■ **ACTIVITY**
Return the run of lines below that opens with the line containing "[pin] magnolia tree" and closes with the line containing "[pin] suit jacket", keeping each one exact.

■ **GIVEN RECORDS**
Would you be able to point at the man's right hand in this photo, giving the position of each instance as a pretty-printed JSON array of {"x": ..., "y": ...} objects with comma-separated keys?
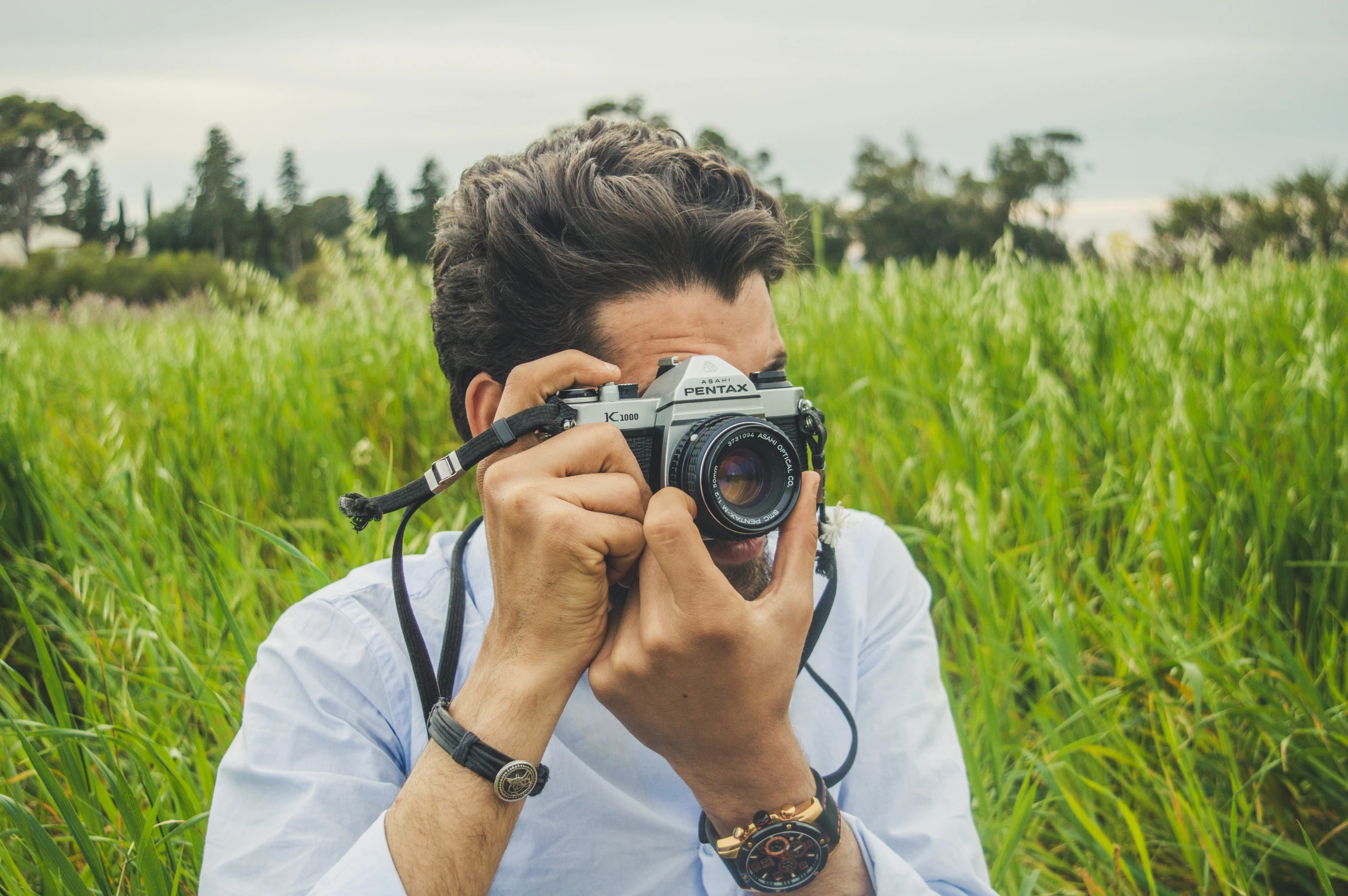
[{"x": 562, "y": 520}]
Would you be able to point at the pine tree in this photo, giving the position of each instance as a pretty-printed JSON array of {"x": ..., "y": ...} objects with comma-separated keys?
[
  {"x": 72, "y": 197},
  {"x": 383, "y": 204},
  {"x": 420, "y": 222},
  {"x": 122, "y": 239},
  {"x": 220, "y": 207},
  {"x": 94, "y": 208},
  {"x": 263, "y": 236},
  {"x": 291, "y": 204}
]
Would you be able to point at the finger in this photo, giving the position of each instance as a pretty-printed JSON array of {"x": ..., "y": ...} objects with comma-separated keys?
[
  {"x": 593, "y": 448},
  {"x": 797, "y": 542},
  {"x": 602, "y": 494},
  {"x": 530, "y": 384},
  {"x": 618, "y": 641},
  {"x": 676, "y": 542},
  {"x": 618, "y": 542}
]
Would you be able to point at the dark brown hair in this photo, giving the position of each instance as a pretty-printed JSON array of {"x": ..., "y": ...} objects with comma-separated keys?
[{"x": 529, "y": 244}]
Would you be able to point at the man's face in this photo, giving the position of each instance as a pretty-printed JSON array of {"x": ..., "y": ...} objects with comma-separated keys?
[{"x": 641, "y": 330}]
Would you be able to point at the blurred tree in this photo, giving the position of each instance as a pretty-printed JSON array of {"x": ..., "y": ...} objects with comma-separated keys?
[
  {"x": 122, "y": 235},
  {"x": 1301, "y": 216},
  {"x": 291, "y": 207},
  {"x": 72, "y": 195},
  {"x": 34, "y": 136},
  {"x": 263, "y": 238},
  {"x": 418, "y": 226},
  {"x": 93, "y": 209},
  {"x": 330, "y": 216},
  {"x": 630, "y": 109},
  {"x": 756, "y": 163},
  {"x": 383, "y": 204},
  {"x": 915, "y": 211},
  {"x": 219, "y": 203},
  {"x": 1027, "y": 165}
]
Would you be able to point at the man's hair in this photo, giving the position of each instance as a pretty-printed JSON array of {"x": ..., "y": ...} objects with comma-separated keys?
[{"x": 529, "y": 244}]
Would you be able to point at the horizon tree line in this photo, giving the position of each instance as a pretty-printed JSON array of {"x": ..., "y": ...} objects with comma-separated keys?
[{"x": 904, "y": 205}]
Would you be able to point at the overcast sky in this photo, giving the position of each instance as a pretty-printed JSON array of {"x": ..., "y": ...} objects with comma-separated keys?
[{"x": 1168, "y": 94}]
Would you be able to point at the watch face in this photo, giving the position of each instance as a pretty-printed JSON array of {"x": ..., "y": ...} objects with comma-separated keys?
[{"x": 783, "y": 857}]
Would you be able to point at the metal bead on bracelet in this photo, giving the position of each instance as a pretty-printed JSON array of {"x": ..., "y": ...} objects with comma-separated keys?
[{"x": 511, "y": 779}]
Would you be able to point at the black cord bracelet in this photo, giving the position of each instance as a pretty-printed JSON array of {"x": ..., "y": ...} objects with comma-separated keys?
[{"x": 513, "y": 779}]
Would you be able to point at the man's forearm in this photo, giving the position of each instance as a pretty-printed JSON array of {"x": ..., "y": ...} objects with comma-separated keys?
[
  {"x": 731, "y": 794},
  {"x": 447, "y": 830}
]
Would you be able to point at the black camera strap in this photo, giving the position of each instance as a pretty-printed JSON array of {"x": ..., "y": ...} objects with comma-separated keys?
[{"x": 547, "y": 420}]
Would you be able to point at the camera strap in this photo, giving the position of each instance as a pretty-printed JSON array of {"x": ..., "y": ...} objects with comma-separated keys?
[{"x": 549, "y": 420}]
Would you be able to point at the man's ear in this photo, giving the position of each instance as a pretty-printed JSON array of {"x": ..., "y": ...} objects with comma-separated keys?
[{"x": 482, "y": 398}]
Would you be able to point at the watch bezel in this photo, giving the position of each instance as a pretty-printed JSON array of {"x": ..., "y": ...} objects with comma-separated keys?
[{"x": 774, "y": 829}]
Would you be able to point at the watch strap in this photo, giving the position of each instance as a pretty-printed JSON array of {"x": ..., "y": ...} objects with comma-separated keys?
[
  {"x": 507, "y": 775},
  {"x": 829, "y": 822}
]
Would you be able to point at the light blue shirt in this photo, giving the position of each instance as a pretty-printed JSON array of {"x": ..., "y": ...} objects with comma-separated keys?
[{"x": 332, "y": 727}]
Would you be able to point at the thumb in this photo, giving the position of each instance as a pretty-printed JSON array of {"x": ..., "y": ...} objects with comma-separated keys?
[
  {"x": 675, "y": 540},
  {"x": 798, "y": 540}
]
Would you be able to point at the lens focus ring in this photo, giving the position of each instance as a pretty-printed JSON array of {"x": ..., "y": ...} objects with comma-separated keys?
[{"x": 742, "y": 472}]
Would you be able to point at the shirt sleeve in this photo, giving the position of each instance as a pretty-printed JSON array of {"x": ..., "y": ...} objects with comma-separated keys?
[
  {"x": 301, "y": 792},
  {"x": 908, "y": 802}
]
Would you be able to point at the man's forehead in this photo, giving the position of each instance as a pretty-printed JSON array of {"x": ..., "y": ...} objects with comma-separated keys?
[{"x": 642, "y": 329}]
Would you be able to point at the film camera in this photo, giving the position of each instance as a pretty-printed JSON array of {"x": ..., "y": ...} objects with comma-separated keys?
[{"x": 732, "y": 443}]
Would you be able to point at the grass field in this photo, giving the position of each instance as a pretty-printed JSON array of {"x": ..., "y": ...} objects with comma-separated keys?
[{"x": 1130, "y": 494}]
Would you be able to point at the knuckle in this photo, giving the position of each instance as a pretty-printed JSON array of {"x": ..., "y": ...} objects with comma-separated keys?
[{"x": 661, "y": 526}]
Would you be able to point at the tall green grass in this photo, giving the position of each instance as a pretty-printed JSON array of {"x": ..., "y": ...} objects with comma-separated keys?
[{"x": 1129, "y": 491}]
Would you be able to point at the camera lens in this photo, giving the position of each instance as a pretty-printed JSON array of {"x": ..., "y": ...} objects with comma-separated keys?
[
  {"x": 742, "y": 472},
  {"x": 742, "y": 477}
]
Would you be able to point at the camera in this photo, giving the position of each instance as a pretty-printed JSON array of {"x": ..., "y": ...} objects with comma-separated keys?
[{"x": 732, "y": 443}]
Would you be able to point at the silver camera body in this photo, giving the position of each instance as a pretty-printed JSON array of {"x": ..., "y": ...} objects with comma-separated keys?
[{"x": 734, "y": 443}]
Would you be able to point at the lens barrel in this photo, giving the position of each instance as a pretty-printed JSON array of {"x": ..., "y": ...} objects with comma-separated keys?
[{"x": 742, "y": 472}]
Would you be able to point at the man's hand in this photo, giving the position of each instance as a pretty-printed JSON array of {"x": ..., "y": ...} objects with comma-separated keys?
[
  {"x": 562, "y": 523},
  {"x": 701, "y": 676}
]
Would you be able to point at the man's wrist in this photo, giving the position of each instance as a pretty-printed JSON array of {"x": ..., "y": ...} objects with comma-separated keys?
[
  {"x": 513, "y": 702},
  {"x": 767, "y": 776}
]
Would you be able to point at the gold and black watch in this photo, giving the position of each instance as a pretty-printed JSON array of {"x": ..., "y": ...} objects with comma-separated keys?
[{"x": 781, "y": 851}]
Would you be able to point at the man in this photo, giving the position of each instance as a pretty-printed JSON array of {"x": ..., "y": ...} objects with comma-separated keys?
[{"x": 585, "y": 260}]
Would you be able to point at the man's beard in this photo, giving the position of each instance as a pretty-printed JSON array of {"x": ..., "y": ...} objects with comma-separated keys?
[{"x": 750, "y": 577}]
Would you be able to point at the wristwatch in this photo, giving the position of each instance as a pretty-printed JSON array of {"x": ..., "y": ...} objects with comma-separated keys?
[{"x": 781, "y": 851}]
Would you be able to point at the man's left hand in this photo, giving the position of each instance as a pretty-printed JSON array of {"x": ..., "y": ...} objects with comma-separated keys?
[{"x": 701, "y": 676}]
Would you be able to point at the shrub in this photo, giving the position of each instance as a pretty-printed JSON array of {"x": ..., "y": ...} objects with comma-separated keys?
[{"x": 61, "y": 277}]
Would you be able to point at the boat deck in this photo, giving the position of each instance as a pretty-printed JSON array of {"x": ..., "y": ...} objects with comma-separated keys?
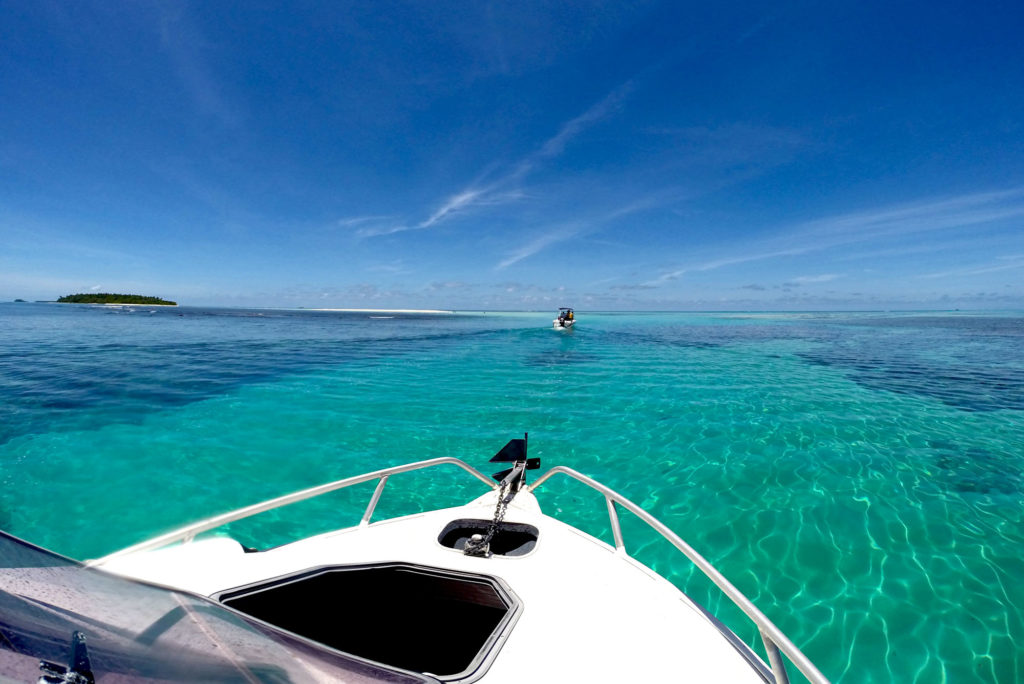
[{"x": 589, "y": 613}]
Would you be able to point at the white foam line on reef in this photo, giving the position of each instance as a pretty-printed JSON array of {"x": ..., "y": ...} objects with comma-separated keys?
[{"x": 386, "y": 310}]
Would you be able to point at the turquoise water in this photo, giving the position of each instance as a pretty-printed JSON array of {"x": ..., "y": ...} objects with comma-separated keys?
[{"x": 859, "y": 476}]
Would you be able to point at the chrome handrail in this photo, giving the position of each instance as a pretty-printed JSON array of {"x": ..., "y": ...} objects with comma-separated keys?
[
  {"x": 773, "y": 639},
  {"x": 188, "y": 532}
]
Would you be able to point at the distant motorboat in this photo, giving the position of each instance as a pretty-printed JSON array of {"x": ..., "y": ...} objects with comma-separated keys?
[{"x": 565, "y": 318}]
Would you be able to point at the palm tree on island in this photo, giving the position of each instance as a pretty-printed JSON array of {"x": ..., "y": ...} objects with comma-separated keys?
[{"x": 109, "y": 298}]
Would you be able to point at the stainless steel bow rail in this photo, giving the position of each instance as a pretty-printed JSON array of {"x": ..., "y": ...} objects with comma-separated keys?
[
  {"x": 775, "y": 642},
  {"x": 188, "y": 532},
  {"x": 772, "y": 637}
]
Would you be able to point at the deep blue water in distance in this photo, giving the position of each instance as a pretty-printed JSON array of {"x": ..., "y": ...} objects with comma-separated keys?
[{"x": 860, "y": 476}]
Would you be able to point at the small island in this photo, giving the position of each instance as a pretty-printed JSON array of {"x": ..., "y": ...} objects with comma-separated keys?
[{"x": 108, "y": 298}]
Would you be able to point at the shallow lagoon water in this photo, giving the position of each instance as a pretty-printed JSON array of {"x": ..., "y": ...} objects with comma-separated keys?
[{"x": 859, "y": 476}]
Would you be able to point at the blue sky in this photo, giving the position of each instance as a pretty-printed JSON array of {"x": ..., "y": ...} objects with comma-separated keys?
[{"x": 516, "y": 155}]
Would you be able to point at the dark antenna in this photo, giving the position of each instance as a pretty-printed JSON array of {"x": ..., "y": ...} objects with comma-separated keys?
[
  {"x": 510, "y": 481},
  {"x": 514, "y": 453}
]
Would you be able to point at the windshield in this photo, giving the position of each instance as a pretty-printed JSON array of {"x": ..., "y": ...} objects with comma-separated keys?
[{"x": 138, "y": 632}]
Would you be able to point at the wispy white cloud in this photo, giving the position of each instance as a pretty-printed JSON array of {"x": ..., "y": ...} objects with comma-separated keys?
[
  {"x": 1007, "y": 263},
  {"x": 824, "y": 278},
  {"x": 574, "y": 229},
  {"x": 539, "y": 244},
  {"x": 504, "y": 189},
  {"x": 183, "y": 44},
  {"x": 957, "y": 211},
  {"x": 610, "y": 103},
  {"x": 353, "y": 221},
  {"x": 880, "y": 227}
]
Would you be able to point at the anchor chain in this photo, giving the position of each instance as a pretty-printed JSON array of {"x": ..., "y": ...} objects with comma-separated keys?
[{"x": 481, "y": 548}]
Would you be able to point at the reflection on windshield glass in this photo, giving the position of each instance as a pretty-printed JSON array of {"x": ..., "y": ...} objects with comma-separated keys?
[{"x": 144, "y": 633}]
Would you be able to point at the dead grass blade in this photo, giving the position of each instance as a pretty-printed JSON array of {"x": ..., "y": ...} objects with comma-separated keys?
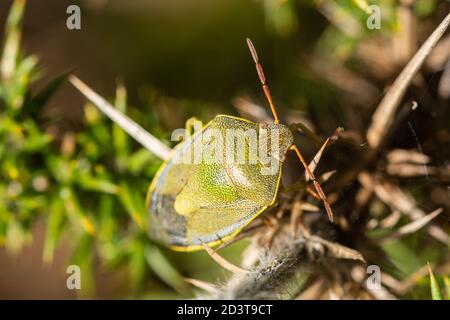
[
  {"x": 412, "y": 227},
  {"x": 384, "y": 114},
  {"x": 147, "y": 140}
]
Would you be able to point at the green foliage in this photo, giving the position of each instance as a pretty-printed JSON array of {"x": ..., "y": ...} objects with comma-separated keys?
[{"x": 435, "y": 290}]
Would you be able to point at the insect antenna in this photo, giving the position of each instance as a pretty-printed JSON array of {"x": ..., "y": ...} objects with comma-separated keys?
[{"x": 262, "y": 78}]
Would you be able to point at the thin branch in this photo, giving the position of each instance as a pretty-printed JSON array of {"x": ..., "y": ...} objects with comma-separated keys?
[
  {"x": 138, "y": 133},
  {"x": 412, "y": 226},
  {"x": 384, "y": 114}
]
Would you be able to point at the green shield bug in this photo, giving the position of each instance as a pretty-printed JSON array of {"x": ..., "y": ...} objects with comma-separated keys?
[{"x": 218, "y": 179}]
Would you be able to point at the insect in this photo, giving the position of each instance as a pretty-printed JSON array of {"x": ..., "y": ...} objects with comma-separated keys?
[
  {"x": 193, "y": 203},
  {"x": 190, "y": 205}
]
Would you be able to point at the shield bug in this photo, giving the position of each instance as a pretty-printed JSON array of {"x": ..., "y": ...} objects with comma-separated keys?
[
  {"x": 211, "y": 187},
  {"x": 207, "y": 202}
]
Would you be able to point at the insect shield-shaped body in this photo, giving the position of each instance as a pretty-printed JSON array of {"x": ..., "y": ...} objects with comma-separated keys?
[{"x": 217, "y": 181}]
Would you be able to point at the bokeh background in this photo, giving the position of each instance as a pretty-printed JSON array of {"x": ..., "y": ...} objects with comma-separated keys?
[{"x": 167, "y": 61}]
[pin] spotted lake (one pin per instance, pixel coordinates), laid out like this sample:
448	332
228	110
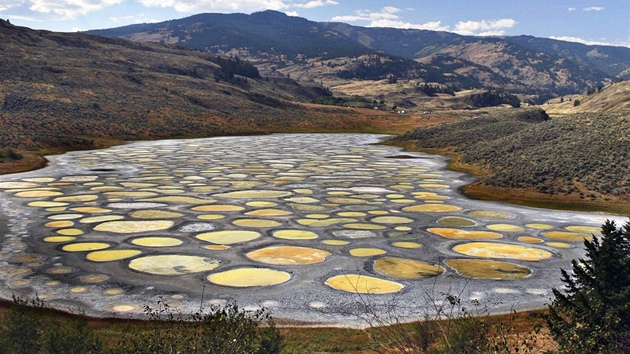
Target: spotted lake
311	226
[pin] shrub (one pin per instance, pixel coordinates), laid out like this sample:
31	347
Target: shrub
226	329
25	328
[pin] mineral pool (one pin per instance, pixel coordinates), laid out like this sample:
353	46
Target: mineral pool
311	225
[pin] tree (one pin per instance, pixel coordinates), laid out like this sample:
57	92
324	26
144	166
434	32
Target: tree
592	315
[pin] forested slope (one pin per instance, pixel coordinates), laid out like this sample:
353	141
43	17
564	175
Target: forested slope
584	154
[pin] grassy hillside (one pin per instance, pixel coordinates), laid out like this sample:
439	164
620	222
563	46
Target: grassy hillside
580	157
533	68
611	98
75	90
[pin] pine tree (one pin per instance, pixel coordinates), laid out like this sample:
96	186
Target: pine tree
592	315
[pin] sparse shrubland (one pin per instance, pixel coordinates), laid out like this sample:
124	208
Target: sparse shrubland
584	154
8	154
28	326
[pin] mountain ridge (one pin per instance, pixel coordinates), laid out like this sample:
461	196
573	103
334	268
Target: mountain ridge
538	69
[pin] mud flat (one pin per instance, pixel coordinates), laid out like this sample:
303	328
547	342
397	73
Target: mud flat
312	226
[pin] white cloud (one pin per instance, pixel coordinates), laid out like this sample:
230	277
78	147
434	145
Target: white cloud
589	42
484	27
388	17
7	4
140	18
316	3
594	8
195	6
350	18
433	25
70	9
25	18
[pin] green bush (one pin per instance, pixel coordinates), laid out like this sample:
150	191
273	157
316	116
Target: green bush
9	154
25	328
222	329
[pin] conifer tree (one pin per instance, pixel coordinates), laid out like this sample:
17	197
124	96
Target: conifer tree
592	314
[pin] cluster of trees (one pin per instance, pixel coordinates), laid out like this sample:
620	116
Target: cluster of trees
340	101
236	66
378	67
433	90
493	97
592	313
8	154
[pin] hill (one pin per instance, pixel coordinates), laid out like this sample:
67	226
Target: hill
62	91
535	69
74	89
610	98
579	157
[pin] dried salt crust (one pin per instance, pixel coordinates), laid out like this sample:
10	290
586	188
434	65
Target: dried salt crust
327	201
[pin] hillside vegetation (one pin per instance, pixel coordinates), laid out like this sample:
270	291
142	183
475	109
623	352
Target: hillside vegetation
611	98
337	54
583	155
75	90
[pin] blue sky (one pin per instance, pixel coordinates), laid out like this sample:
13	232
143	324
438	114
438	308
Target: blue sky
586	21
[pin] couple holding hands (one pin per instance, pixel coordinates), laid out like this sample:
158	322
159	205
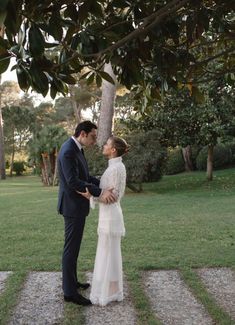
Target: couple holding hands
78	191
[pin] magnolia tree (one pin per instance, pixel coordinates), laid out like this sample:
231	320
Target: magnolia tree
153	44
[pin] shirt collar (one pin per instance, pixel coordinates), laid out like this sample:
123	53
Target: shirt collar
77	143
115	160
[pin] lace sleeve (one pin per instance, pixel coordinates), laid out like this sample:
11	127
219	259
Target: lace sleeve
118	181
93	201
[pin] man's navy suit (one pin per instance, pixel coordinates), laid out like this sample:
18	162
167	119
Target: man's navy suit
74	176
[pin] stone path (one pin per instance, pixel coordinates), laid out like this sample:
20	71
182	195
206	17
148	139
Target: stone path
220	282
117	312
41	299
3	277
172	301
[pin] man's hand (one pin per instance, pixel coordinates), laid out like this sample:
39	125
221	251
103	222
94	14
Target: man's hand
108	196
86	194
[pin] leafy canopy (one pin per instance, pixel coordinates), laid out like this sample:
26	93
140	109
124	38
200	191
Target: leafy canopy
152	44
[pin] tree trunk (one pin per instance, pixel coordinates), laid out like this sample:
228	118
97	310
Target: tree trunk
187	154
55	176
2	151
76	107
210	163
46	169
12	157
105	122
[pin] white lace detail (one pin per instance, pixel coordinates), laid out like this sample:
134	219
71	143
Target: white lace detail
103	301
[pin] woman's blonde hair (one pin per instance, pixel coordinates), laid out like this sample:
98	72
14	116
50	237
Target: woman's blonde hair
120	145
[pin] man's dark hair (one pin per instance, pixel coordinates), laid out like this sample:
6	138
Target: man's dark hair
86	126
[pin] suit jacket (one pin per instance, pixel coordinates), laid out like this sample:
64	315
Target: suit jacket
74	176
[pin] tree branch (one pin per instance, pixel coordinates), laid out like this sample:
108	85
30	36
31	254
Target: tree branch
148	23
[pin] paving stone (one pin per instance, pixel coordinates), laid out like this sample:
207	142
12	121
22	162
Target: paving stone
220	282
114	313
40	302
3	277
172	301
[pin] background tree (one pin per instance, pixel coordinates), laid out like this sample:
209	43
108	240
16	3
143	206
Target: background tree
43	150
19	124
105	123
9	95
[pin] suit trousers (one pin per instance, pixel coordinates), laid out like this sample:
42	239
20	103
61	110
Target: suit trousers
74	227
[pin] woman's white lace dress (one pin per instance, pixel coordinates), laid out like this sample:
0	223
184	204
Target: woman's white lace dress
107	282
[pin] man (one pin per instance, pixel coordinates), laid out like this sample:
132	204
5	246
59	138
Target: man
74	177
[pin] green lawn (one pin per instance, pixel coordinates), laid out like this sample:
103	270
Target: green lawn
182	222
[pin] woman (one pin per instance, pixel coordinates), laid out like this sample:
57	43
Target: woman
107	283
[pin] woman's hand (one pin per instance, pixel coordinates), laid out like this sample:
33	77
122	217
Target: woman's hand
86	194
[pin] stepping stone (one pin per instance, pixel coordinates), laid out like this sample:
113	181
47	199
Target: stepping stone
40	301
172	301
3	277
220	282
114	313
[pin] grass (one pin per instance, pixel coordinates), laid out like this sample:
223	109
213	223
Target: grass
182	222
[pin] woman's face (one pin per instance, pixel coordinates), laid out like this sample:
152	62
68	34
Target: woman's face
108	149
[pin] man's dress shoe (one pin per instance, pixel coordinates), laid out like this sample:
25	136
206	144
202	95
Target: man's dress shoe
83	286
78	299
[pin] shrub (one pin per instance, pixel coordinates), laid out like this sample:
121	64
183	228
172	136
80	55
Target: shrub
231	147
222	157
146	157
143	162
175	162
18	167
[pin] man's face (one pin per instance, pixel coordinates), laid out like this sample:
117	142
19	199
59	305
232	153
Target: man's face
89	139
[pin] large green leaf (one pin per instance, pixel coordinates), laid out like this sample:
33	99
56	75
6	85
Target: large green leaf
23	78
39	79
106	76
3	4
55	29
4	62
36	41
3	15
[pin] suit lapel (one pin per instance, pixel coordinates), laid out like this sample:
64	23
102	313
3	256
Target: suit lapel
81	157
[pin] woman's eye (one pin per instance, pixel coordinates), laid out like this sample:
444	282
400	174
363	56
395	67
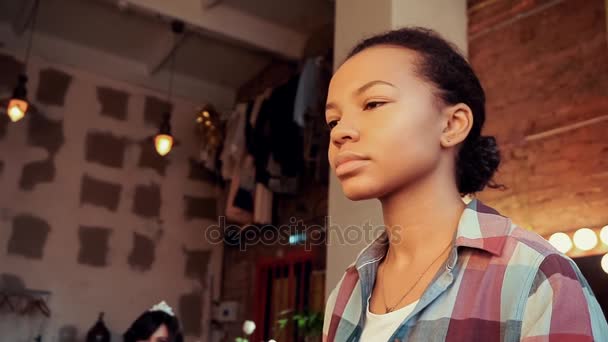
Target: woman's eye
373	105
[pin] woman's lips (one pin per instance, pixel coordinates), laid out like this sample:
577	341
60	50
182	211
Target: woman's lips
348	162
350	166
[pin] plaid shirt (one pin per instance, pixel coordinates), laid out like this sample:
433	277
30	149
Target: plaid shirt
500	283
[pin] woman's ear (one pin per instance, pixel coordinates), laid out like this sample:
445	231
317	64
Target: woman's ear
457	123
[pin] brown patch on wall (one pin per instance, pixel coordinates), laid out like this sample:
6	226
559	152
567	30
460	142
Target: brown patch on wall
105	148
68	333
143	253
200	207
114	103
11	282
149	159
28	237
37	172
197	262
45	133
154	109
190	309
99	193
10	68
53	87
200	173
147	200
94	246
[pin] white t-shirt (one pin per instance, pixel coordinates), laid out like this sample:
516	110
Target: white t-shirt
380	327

■ **ANSWER TO THIS TASK**
[pin] magnolia tree (one pin per instance, pixel coordinates), laid out like this sample:
231	320
Target: magnolia tree
153	44
[pin] shirt collar (one pin per instance, pixel coordinates), laid out like this sample:
123	53
Target: shirt collar
77	143
115	160
[pin] lace sleeve (one pin per instance, pixel coordinates), laid out like this sample:
11	127
219	259
Target: lace sleeve
118	181
93	201
[pin] man's navy suit (one pin per instance, pixel coordinates), laid out like this sample:
18	162
167	119
Target: man's navy suit
74	176
[pin] stone path (one pin per instance, pixel coordinates), laid out like this sample:
20	71
182	195
206	17
148	139
Target: stone path
220	282
117	312
41	299
3	277
172	301
[pin] man's hand (one pin per instance, pixel coordinates), laid out like this sample:
39	125
221	251
103	222
94	14
Target: man's hand
108	196
86	194
[pin] leafy canopy (one pin per instance, pixel coordinates), laid out like this sample:
26	93
140	109
124	38
200	191
Target: leafy canopy
152	44
[pin] tree trunk (one pin per instance, pixel coordinates), laid out like this sample:
228	118
97	310
Target: tree trunk
187	154
55	176
2	151
76	107
210	163
46	169
12	157
105	122
[pin] white lace detail (one pin per instance, pixel coordinates), laid out like this sample:
134	219
71	143
Target: white lace detail
103	301
[pin] woman's blonde hair (one pin per instance, pixel coordinates), laid out like this sample:
98	72
14	116
50	237
Target: woman's blonde hair
120	145
[pin] man's dark hair (one pin per instance, pixel coordinates), laid out like this sample:
6	138
Target: man's dark hair
86	126
[pin] suit jacket (one pin per instance, pixel coordinates), laid out like this sample:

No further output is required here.